### YOUR OBJECTIVE
Please express the rows below as a two-column CSV headed input and output, with one line per row: the row's text goes in input and its answer in output, each wrapped in double quotes with line breaks replaced by spaces.
━━━ EXTRACTED INFORMATION ━━━
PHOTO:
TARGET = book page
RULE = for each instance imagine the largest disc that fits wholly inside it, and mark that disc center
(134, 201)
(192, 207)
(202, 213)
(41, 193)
━━━
### RESULT
input,output
"PHOTO: TARGET = book page RULE = for each instance imagine the largest disc that fits wholly inside it, and mark that disc center","(134, 201) (192, 207) (202, 213) (41, 193)"